Task prompt:
Could you please find each line in the records that contains the word "pairs" and copy it?

Given data:

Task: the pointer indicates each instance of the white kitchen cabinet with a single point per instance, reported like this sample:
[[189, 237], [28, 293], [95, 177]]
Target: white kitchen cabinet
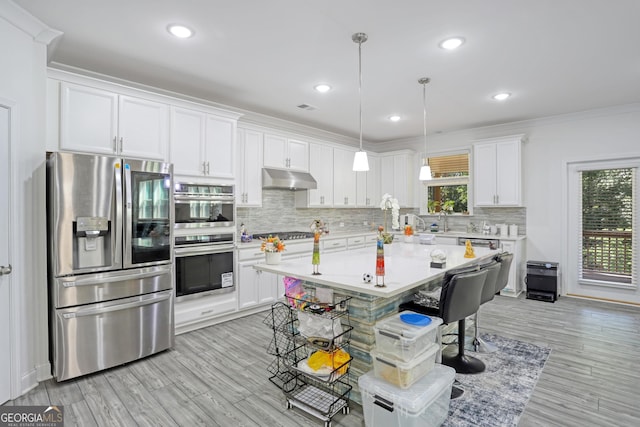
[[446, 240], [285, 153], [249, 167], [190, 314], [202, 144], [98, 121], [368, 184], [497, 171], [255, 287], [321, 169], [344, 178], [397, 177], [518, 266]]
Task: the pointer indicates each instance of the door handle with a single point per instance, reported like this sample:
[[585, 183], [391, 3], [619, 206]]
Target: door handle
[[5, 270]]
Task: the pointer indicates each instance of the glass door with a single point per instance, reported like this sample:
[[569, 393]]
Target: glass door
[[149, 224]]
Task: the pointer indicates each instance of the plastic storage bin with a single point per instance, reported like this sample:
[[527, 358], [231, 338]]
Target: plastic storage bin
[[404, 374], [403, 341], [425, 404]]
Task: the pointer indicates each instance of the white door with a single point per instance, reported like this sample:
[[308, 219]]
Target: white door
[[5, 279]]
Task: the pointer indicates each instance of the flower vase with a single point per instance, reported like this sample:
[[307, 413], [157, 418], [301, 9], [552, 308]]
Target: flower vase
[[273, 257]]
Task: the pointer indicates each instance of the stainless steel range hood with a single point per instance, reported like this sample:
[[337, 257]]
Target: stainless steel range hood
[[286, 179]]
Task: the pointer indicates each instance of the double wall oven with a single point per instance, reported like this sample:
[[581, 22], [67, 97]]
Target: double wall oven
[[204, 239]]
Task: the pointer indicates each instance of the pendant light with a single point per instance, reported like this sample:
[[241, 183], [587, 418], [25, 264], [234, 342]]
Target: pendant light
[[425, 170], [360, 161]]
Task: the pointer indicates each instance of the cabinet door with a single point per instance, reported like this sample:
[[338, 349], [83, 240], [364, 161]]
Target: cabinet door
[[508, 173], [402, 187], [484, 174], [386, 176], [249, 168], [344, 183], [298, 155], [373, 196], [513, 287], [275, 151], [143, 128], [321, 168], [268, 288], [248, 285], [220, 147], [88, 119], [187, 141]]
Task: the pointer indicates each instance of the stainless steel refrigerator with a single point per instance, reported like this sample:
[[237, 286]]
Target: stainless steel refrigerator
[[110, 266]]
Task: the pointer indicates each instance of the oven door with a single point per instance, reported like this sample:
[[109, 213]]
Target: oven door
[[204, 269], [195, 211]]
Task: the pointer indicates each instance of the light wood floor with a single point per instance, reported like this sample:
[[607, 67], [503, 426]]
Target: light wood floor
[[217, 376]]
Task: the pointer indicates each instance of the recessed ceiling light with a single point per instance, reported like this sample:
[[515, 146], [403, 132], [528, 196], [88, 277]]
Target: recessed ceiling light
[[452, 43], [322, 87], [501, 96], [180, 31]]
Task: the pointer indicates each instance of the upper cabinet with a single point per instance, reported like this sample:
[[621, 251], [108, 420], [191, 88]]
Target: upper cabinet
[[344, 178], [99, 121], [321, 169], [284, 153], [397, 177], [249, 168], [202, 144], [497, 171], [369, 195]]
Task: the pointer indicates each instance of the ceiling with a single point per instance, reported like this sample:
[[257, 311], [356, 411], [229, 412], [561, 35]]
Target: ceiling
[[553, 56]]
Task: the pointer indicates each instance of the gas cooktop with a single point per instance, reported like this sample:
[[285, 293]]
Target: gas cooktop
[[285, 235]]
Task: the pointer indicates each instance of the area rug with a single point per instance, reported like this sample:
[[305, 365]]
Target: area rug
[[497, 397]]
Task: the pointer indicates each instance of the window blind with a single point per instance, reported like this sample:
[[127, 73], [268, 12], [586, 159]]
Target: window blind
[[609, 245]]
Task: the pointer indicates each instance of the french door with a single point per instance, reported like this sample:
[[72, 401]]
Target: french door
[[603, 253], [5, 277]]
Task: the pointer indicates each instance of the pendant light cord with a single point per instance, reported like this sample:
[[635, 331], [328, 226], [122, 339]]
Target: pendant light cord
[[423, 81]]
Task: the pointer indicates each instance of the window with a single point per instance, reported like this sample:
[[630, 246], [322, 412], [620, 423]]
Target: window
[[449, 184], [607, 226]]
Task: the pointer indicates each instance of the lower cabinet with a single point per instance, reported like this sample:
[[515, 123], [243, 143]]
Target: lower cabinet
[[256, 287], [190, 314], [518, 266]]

---

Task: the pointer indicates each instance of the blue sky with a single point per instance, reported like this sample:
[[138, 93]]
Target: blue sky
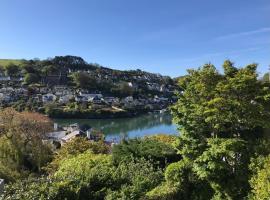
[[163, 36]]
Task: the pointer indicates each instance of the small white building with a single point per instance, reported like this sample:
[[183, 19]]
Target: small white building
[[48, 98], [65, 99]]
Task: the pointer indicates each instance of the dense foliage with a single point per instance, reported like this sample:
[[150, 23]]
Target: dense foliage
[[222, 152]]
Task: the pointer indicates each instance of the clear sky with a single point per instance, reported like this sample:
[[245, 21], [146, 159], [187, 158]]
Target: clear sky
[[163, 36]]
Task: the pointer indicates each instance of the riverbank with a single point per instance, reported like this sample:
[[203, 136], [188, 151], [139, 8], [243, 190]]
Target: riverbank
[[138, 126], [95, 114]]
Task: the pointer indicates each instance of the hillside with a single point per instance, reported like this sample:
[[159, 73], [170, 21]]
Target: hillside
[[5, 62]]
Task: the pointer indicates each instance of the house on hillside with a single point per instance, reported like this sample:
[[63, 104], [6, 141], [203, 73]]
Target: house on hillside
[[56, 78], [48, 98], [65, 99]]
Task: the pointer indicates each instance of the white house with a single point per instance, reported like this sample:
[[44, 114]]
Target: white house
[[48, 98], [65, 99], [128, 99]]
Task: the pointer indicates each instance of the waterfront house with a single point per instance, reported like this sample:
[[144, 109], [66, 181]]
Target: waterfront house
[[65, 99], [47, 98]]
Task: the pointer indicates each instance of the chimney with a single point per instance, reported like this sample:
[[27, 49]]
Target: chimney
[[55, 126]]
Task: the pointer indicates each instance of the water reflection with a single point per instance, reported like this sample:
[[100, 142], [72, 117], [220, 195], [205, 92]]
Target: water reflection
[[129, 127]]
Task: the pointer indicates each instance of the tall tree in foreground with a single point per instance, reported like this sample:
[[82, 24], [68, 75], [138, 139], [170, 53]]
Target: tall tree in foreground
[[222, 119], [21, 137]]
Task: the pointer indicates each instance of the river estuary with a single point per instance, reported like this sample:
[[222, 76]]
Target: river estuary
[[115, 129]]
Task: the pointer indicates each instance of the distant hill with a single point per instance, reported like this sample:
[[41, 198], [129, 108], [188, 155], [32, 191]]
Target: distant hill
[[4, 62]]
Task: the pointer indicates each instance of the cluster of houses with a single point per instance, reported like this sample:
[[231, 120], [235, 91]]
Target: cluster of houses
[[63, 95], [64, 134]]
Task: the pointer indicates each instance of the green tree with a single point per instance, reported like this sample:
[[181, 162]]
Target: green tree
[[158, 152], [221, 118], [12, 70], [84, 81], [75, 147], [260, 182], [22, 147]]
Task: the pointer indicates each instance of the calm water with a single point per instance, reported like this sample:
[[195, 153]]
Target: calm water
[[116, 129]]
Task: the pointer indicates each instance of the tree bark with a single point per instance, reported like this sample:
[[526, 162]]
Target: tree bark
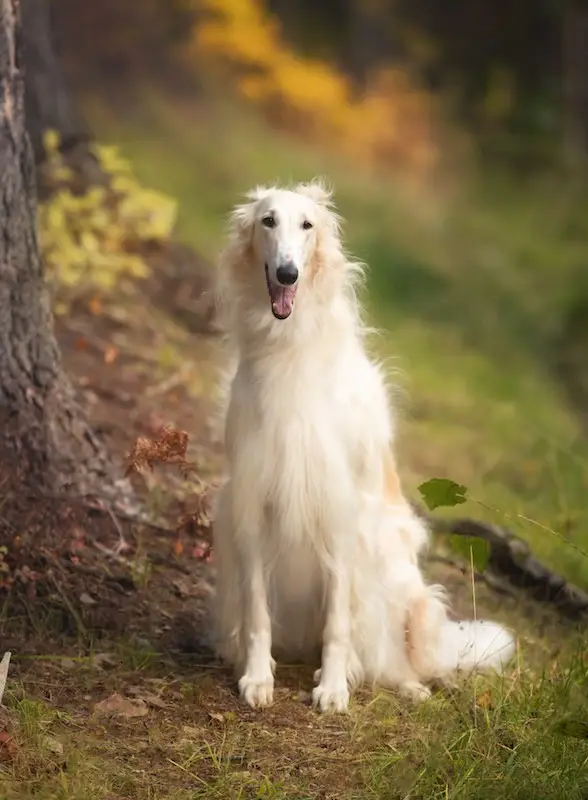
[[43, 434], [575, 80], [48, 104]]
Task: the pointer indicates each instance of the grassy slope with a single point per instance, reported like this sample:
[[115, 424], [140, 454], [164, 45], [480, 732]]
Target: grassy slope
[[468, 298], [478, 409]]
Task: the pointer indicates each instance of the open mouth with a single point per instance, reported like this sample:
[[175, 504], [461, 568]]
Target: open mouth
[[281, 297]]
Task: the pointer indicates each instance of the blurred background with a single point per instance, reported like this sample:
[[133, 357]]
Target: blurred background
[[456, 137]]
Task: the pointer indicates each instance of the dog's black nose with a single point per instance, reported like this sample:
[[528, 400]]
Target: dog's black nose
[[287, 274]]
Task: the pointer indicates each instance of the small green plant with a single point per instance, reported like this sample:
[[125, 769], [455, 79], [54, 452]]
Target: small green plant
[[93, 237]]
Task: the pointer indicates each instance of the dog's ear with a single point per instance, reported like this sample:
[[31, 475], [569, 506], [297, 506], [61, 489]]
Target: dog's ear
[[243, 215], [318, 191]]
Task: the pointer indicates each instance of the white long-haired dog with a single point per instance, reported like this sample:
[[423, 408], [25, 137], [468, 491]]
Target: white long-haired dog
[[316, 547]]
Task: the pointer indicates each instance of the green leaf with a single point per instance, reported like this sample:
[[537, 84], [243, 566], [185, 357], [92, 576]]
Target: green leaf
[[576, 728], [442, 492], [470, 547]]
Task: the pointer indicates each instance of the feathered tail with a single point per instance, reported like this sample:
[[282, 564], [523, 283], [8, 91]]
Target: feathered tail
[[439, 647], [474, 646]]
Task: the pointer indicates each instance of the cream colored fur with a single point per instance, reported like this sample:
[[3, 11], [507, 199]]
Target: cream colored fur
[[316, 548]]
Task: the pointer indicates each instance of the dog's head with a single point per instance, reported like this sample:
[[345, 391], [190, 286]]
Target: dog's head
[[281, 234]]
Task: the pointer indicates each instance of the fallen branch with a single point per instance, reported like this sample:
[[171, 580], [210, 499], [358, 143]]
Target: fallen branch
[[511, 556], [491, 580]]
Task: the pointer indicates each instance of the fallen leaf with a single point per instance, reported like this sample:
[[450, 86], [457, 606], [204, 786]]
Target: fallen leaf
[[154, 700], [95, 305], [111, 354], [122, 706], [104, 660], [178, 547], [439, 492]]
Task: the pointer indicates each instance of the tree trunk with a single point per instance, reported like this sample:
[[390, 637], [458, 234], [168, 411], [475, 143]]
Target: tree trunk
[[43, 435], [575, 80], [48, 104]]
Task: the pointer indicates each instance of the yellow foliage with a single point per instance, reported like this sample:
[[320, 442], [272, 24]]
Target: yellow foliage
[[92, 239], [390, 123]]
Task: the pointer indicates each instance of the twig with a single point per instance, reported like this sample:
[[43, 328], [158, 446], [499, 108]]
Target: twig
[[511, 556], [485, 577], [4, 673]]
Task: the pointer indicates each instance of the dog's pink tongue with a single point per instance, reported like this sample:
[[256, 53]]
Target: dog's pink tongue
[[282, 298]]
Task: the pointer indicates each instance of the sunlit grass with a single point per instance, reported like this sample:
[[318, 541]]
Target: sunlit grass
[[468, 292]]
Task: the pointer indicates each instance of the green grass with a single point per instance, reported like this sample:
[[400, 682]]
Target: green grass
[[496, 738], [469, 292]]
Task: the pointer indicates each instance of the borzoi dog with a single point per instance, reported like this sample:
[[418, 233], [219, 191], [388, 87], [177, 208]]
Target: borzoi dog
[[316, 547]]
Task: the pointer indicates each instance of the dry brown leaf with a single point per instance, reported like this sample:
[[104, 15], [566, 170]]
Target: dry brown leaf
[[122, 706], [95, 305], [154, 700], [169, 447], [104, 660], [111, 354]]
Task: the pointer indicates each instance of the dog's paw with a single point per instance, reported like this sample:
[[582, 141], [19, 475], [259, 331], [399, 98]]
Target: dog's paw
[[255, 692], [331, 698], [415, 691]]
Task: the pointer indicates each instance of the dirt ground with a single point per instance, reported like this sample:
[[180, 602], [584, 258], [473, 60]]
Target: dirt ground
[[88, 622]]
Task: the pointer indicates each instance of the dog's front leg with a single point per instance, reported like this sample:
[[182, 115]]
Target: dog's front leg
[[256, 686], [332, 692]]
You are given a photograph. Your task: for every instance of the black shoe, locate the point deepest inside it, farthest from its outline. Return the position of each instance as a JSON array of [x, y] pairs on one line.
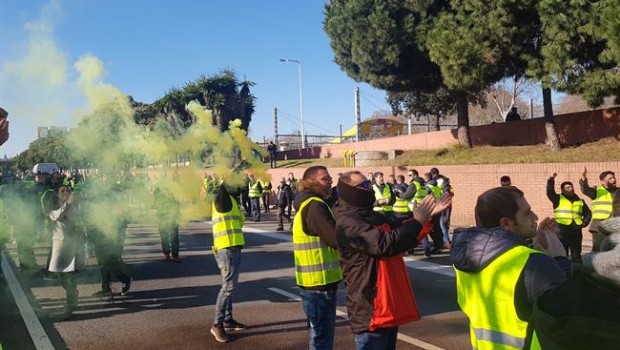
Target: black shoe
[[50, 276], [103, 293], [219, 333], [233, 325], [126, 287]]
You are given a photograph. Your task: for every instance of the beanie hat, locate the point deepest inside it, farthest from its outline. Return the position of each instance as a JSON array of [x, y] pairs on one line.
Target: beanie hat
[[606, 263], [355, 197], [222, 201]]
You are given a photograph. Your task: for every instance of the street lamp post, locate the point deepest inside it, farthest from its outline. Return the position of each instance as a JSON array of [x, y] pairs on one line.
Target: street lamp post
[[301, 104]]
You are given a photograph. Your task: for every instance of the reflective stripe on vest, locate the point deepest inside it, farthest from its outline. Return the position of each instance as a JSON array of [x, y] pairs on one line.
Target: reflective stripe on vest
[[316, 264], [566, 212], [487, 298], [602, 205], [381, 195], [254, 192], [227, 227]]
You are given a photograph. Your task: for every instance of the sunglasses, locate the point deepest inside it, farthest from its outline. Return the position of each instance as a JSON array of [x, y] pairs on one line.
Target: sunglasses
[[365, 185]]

Task response:
You are given a photograph. Your task: for every instance of the black shoe, locate the point deepest inside it, farthest from its outline. Return the position of each instance as a JSON array of [x, y] pairs on one line.
You are given a photograph. Your task: for every instance of the beanie hat, locate the point deepest inside it, farthest from its outline. Return the position of each instance as a JSON array of [x, y] pairs on one line.
You are given a photograph. Your task: for every instance of the street lamp post, locate the point deepest inside it, farthest from its outline. Return the position of each instance as a JSON array of [x, y] pairs on one line.
You are given a photograph. Your task: for every instance of the reflective stripe on vest, locate the point deepest inside it, farthest from its outline. Return the position of each instance as a JSON array of [x, y] pairs on one line.
You are given a photograph. Your task: for every instance of the sunglasses, locate the point deepest inside it, farthest from its outline. Return the position of each instance as a JSON array of [x, y] pairs on one line.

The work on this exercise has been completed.